━━ Exercise materials

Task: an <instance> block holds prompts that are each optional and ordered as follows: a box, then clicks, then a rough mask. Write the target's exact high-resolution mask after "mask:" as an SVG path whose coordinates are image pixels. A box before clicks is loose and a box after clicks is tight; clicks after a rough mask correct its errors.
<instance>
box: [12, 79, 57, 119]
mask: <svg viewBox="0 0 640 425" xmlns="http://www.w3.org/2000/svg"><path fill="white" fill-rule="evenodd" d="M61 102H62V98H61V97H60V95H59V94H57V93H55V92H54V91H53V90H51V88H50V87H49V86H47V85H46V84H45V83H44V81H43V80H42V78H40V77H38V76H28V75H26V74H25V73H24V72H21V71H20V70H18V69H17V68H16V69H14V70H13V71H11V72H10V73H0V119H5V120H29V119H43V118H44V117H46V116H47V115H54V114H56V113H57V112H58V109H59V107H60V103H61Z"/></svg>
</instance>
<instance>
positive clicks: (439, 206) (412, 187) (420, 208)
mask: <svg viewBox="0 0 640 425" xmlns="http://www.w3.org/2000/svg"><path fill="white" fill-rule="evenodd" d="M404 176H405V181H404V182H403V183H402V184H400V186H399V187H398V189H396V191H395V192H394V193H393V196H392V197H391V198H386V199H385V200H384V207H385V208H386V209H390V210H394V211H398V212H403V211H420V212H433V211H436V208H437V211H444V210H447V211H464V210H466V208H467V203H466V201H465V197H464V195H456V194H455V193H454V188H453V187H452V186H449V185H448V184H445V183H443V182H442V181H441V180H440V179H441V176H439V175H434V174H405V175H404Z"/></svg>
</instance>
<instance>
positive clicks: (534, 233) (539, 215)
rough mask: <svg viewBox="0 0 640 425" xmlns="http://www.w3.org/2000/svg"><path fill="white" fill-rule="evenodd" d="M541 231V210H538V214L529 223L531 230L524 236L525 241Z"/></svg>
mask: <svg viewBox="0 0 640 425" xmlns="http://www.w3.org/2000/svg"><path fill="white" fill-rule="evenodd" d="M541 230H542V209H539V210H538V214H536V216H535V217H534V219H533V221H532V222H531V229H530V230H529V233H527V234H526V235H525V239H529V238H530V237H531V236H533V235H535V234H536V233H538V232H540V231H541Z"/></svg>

━━━━

→ **About this exercise**
Word for word, repeat the lines from the one holding "positive clicks: (534, 233) (539, 215)" through the last line of the entries, both included.

→ **Task response**
positive clicks: (534, 233) (539, 215)
rough mask: <svg viewBox="0 0 640 425" xmlns="http://www.w3.org/2000/svg"><path fill="white" fill-rule="evenodd" d="M541 231V210H538V214L529 223L531 230L524 236L525 241Z"/></svg>
mask: <svg viewBox="0 0 640 425" xmlns="http://www.w3.org/2000/svg"><path fill="white" fill-rule="evenodd" d="M541 230H542V209H539V210H538V214H536V216H535V217H534V219H533V221H532V222H531V229H530V230H529V233H527V234H526V235H525V239H529V238H530V237H531V236H533V235H535V234H536V233H538V232H540V231H541Z"/></svg>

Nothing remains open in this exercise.